■ Task instructions ■
Only one span of the listing below should come back. It runs from the line with "Put one point on each instance of the black compression" through the line with "Put one point on each instance of the grey", and each of its lines must be reproduced exactly.

■ Information ■
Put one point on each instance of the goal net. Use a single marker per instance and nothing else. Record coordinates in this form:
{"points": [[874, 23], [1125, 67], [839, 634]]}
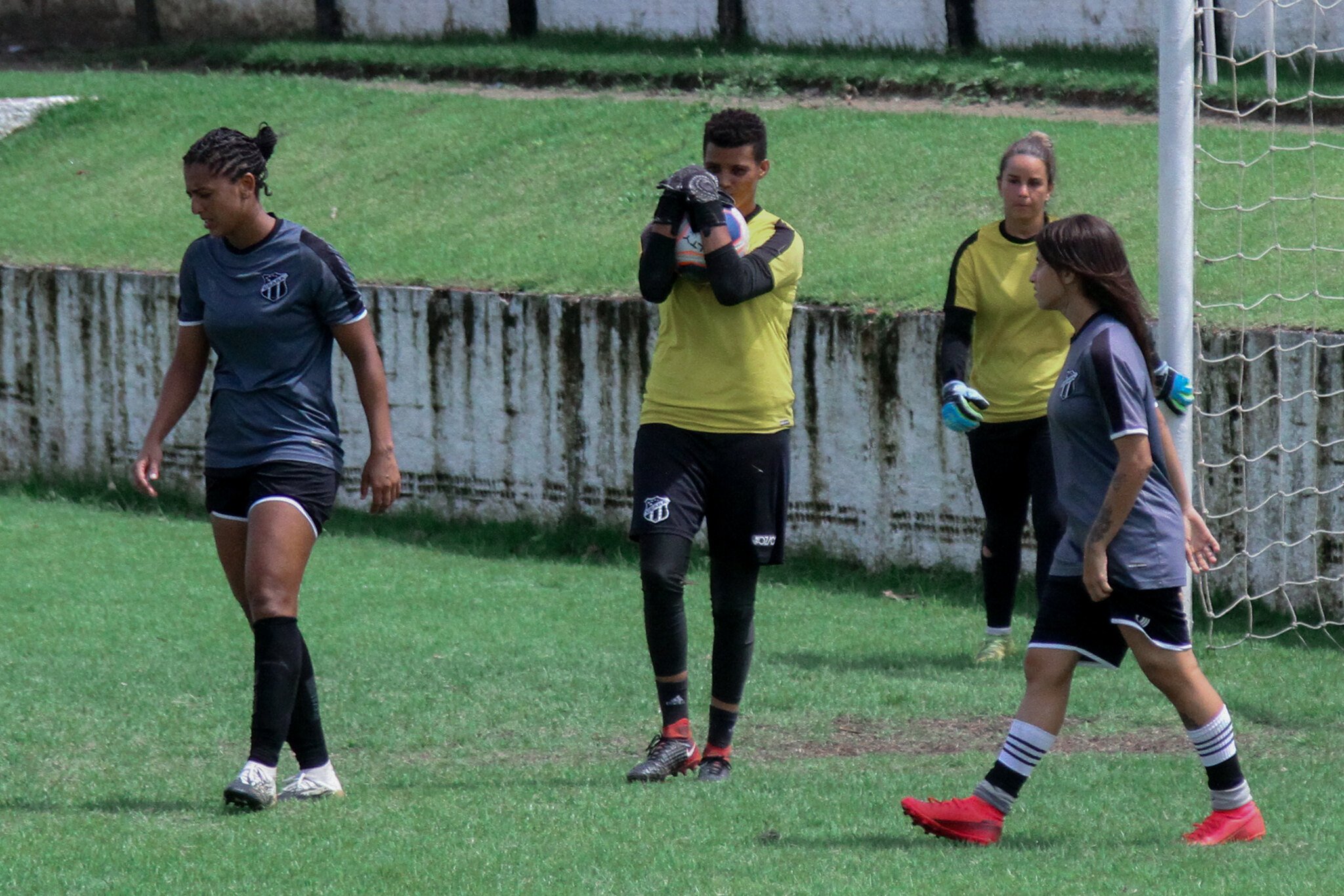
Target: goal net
{"points": [[1269, 314]]}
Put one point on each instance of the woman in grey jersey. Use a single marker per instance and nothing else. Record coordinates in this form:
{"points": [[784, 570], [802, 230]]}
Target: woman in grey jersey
{"points": [[1129, 534], [269, 298]]}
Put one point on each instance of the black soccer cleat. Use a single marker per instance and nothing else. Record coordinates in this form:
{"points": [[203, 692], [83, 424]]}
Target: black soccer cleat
{"points": [[715, 765], [671, 752]]}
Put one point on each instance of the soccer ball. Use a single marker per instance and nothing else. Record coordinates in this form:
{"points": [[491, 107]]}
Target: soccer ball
{"points": [[690, 247]]}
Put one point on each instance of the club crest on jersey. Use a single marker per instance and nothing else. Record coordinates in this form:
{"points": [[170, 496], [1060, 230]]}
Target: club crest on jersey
{"points": [[656, 508], [273, 287], [1066, 383]]}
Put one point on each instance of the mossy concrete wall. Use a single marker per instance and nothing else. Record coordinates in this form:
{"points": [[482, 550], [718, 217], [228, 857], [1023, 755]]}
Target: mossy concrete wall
{"points": [[527, 406]]}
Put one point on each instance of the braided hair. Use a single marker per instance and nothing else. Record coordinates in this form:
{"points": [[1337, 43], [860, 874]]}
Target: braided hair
{"points": [[1092, 249], [232, 153]]}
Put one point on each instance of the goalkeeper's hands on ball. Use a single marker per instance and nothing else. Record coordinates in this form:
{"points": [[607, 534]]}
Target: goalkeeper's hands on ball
{"points": [[701, 197], [1173, 388], [961, 406]]}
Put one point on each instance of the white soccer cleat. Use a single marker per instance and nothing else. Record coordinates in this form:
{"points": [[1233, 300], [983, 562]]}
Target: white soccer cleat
{"points": [[312, 785], [255, 788]]}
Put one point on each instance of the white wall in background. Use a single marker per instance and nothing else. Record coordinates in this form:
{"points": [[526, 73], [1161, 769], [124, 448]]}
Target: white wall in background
{"points": [[1018, 23], [651, 18], [527, 406], [423, 18], [867, 23]]}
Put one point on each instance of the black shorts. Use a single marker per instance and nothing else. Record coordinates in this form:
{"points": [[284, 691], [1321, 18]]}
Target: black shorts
{"points": [[232, 492], [737, 483], [1070, 620]]}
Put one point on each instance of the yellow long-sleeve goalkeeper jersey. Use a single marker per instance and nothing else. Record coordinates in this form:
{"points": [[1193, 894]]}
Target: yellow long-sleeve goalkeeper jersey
{"points": [[726, 369]]}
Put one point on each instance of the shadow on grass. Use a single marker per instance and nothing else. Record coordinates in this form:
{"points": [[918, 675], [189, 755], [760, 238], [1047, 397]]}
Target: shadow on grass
{"points": [[583, 542], [473, 781], [116, 806], [125, 806], [577, 540], [891, 662]]}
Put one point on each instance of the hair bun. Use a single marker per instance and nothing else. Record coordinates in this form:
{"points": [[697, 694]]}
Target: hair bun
{"points": [[265, 140], [1043, 137]]}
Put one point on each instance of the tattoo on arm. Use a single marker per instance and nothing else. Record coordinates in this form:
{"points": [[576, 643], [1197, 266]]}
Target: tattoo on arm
{"points": [[1101, 525]]}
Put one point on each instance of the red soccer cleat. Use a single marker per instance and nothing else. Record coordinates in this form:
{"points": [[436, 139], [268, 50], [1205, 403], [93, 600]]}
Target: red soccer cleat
{"points": [[971, 820], [1227, 825]]}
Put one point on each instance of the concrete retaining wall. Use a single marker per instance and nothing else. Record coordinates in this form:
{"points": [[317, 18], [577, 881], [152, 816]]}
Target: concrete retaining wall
{"points": [[877, 23], [526, 407], [650, 18], [421, 18], [867, 23]]}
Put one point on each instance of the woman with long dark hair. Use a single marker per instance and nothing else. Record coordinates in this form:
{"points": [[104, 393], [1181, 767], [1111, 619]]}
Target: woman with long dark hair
{"points": [[269, 298], [999, 357], [1129, 534]]}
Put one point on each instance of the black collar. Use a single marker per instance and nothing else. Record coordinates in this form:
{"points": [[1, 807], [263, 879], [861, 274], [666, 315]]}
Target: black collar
{"points": [[261, 242]]}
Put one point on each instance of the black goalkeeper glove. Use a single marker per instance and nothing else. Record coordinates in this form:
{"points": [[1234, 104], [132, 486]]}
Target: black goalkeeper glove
{"points": [[671, 209]]}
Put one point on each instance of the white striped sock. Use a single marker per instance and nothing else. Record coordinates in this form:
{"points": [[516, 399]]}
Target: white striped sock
{"points": [[1215, 742], [1024, 747]]}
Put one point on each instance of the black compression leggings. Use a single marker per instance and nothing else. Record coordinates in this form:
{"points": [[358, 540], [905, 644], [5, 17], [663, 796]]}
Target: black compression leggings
{"points": [[1013, 465], [733, 580]]}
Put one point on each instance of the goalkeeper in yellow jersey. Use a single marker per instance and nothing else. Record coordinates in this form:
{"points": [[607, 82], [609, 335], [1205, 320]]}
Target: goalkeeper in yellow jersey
{"points": [[713, 445], [998, 360]]}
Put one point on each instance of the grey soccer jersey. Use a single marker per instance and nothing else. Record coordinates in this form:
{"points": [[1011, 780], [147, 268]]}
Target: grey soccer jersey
{"points": [[1104, 393], [268, 314]]}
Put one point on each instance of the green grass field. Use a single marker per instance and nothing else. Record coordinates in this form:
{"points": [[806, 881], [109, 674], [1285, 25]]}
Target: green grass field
{"points": [[486, 688], [547, 195], [1117, 77]]}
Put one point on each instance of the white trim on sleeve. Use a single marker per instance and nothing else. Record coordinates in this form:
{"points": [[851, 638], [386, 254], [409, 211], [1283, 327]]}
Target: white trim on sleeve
{"points": [[1164, 645], [1089, 656]]}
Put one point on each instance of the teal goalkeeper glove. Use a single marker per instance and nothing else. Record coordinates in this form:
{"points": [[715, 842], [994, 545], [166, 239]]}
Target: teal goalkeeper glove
{"points": [[961, 406], [1173, 388]]}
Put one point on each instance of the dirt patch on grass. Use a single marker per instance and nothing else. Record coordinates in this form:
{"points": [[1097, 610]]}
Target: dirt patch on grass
{"points": [[858, 737], [805, 100]]}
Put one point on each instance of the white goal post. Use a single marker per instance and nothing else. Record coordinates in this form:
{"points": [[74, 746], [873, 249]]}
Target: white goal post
{"points": [[1251, 300]]}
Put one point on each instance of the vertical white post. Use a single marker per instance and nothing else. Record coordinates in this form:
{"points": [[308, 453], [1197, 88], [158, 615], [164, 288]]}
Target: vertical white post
{"points": [[1177, 207], [1210, 43], [1270, 60]]}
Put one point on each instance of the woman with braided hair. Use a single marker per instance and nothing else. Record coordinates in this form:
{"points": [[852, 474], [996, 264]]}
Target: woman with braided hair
{"points": [[269, 298]]}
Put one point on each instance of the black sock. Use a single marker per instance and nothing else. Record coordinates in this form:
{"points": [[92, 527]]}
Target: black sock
{"points": [[721, 725], [305, 725], [673, 696], [277, 659], [733, 601]]}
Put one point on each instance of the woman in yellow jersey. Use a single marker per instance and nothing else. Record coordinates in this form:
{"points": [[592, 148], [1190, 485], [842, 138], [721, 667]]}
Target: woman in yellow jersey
{"points": [[1014, 352], [713, 445]]}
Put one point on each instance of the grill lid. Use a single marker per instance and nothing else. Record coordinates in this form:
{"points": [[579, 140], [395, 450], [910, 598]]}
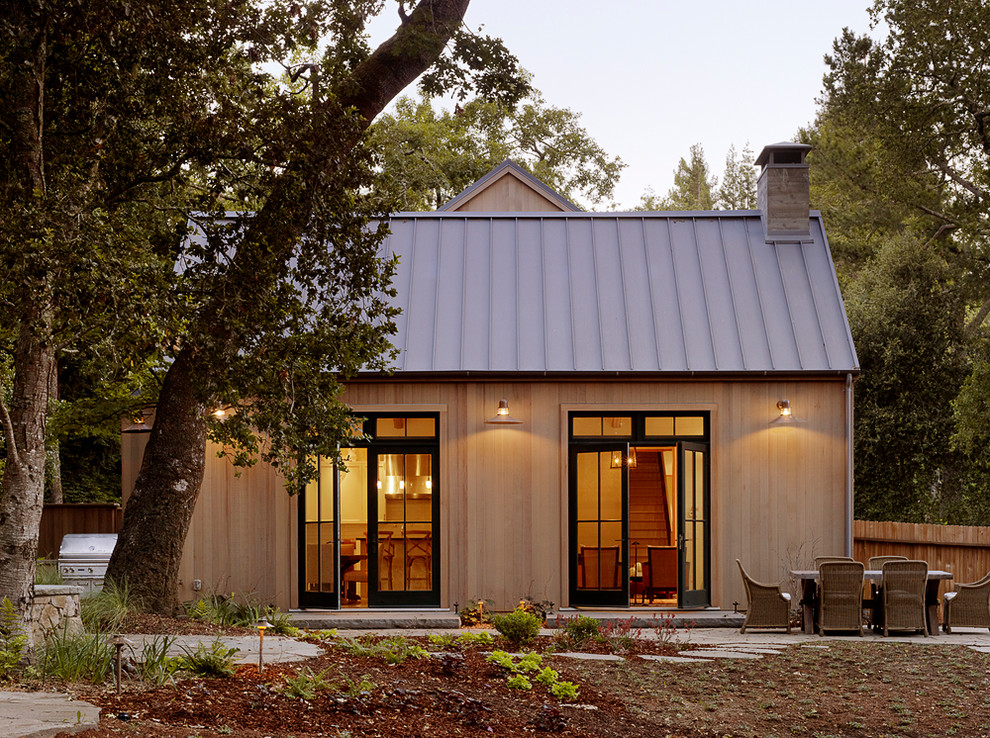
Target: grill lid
{"points": [[87, 545]]}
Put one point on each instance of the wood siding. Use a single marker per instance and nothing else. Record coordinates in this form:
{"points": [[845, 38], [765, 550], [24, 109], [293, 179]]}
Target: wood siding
{"points": [[778, 493]]}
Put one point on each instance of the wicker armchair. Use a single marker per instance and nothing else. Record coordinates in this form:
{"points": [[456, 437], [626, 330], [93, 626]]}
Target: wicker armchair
{"points": [[903, 594], [840, 596], [875, 563], [819, 560], [968, 606], [766, 605]]}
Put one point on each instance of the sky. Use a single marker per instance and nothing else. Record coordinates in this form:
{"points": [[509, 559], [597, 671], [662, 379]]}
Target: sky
{"points": [[651, 78]]}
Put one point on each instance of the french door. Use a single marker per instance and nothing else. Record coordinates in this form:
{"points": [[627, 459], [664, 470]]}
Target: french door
{"points": [[599, 525], [369, 531]]}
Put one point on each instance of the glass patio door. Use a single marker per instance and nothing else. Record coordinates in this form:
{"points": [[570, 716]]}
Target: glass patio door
{"points": [[599, 521], [693, 525], [404, 545]]}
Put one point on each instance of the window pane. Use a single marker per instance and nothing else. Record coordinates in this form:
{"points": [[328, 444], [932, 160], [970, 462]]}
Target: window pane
{"points": [[691, 426], [390, 427], [587, 426], [616, 426], [421, 427], [660, 426]]}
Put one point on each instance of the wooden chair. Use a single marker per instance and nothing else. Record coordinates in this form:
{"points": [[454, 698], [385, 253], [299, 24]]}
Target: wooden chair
{"points": [[600, 567], [968, 605], [840, 596], [903, 595], [660, 572], [766, 605]]}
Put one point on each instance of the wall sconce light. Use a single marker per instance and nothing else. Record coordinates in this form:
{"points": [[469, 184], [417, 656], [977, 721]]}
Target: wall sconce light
{"points": [[786, 416], [619, 459], [502, 416]]}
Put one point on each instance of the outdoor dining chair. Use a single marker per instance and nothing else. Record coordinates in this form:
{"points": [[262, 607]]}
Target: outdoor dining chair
{"points": [[968, 605], [903, 596], [840, 596], [766, 605], [819, 560]]}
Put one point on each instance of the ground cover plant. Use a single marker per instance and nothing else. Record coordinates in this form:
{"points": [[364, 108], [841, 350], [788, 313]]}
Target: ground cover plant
{"points": [[450, 688]]}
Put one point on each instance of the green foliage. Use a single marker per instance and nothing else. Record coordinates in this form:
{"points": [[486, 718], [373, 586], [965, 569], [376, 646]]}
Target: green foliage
{"points": [[74, 657], [305, 684], [106, 610], [155, 665], [430, 155], [478, 638], [564, 691], [12, 638], [215, 660], [519, 627], [519, 681]]}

■ Solution to the problem ■
Put one point on each instance of the black compression leggings. Use a single marker per instance and nothing else. Record coordinates in this form:
{"points": [[358, 540], [905, 644], [5, 17], [663, 796]]}
Target: black compression leggings
{"points": [[1013, 465], [733, 580]]}
Put one point on each instance of the goalkeeper in yellow jersey. Use a single marker per instance and nothing else. Record coordinates in this form:
{"points": [[607, 82], [609, 335], [1205, 320]]}
Target: goalkeeper in yellow jersey
{"points": [[713, 445], [998, 360]]}
Put one point on each instance of the grey soccer jersey. Use a single marker per instance and nothing else. Record coordinates in this form:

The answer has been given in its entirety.